EXERCISE TASKS:
• A. In the comment on Bevy below, the macro approach is said to re-implement the ? behavior in certain ways. List every one of those ways.
• B. According to the comment on Bevy below, where does the writer consider it sensible to build the macro approach if it does not already exist?
• C. Resume the comment on Bevy below, picking up after its final sentence.

SELECTED EXTRACT:

## Begin

Imo it is critical to prove steps (2) and (3) out first and do it "as a single transaction" from a user perspective. Skipping straight to step (3) (while easy) puts the cart before the horse and imo makes Bevy UX worse for a period of time (at best) and at worst, commits us to a path that may not be viable or ideal (due to unknowns not yet discovered). Skipping (2) would mean that ? isn't the "ergonomic one size fits all" solution it needs to be.

I do think the macro approach is an interesting "middle ground", but it feels like we're just re-implementing the ? behavior in a clunkier / less idiomatic / less flexible way. Rather than create a zoo of ways to solve this problem (and encourage people to migrate once to a middle ground solution, then again to the "final" solution), I think I'd prefer to just invest in a single canonical ideal solution.

That being said, if it doesn't already exist, I think it makes a lot of sense to build the macro approach as a 3rd party crate. That seems like an appropriate "quick no bureaucracy" middle ground solution while we sort out the details.

## End

(Region annotation entries)
## Begin

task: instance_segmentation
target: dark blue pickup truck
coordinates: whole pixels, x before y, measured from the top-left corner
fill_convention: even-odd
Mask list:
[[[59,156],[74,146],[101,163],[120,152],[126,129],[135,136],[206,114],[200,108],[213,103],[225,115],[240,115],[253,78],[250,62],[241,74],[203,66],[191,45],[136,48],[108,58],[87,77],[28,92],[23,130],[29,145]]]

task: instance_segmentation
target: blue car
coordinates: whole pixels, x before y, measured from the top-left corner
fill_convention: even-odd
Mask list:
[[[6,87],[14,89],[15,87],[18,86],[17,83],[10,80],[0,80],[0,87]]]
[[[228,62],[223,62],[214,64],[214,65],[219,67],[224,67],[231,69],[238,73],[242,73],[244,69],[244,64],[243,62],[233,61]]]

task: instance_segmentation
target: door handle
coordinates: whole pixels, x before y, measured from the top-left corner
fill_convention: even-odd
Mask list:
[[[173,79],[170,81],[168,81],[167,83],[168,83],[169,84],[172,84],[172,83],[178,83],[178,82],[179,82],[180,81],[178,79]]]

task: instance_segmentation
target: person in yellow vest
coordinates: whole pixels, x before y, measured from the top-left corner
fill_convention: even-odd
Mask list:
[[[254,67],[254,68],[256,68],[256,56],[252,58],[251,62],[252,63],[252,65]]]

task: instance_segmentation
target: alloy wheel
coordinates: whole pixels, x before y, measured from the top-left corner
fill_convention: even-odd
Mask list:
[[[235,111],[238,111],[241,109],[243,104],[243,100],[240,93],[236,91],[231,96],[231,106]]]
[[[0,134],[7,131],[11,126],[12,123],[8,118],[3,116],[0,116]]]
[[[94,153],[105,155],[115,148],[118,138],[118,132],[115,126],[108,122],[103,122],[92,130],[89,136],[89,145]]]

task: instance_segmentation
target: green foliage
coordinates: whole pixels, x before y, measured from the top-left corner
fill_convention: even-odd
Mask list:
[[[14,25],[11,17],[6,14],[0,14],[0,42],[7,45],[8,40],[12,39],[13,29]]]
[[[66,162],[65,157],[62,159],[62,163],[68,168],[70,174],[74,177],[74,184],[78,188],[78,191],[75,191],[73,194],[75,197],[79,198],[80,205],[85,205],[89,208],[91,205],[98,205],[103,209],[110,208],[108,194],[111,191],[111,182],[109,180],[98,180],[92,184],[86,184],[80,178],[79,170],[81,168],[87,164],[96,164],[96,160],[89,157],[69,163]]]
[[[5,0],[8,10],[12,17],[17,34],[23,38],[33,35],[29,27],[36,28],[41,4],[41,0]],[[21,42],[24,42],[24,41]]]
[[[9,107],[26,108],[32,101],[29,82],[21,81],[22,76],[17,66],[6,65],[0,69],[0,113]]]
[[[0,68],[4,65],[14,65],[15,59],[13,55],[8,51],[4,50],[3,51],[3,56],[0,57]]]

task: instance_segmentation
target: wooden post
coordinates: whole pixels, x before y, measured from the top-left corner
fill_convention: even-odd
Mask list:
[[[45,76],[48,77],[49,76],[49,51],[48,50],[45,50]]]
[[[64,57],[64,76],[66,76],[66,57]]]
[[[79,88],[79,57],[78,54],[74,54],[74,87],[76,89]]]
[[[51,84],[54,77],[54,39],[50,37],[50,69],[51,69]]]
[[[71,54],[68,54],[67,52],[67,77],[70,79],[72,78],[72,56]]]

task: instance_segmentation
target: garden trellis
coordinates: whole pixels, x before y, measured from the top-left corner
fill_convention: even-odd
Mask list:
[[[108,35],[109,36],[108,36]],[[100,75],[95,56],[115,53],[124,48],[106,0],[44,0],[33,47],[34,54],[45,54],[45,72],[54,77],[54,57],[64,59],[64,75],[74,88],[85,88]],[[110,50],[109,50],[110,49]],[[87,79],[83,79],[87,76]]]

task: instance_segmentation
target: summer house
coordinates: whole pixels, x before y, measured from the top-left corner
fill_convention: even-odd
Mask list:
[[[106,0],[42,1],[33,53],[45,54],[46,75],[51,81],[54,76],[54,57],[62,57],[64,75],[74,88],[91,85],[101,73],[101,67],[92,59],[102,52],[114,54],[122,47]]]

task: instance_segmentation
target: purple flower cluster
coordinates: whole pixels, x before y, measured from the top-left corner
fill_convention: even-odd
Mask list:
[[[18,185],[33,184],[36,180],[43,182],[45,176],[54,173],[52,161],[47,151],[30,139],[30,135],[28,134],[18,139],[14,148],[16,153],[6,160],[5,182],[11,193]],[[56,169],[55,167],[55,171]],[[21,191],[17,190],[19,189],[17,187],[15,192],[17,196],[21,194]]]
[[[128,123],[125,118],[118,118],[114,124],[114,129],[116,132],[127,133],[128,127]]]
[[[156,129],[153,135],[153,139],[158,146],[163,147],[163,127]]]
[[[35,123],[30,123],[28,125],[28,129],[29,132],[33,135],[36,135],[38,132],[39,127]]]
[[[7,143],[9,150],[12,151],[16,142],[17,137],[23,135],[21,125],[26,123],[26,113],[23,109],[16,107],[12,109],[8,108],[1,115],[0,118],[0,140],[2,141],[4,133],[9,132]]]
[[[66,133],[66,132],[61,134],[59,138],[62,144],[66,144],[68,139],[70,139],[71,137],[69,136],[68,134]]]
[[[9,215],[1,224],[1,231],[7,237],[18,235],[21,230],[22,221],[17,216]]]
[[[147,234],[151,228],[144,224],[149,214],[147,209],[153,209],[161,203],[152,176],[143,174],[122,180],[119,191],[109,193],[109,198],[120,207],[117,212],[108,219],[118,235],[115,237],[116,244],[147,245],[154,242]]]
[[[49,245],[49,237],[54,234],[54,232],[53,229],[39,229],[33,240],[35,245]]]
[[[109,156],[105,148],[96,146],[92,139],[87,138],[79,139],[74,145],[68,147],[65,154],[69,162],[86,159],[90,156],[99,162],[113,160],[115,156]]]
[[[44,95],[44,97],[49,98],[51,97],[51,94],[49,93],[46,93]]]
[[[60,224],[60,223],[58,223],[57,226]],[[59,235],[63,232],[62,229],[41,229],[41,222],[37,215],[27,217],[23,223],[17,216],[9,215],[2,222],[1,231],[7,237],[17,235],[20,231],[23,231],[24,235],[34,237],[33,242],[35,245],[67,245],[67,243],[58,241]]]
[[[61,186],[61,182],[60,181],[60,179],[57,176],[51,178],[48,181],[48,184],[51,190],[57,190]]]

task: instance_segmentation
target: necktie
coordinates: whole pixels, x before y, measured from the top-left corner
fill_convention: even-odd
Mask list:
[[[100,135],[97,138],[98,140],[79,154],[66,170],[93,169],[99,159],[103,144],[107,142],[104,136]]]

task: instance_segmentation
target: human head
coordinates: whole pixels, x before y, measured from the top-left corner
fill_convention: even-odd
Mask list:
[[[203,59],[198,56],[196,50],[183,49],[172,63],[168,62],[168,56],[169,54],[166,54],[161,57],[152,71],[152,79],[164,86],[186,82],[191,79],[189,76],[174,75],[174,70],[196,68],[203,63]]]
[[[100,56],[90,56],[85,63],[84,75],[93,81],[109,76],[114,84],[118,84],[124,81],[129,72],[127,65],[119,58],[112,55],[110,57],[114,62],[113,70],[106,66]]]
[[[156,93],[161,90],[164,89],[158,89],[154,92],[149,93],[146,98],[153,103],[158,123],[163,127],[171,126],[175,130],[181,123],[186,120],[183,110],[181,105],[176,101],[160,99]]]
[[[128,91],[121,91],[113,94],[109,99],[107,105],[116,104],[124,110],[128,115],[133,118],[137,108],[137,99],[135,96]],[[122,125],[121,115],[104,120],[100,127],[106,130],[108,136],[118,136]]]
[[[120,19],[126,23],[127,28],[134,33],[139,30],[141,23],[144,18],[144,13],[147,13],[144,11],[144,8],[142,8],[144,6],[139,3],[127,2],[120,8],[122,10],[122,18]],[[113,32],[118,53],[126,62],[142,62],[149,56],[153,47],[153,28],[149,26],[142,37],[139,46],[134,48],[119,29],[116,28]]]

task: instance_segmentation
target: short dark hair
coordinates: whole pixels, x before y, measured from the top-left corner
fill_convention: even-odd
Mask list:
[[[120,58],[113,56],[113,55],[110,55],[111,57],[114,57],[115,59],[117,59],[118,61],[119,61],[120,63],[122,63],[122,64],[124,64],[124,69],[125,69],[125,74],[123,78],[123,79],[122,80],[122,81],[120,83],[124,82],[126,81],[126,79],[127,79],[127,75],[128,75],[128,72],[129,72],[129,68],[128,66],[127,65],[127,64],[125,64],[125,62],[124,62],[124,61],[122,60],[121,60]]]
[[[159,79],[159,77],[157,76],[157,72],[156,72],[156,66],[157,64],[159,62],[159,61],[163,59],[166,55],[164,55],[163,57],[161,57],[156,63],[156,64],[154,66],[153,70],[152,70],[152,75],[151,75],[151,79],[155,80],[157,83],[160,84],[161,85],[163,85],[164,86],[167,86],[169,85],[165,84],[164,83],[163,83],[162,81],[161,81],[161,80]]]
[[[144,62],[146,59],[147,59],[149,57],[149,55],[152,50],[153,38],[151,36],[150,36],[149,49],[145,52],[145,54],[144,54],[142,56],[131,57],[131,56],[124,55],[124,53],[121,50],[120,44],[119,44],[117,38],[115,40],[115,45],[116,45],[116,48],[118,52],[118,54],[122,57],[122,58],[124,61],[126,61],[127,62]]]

## End

ANSWERS PROVIDED:
• A. clunkier; less idiomatic; less flexible

• B. As a 3rd party crate.

• C.
Jul 11 '24 19:07 cart

As a supplement, I think it would also be interesting to investigate an Option extension trait that lets you do this:

fn system() -> Result {
  let list = vec![1, 2];
  let x = list.get(0).unpack()?;
  let y = list.get(1).assume("index 1 should exist")?;
  OK
}

Where unpack() (non panicking unwrap variant) maps Option<T> to Result<T, ContextlessError>. And assume() (non panicking expect variant) maps to Result<T, MessageError>.

Jul 11 '24 19:07 cart

unpack and assume seem very similar to Option::ok_or.

Jul 11 '24 19:07 benfrankel

ok_or is different in that it forces you to select and provide an error type. ok_or() is not a replacement for the "screw it I just want a value" mindset of unwrap()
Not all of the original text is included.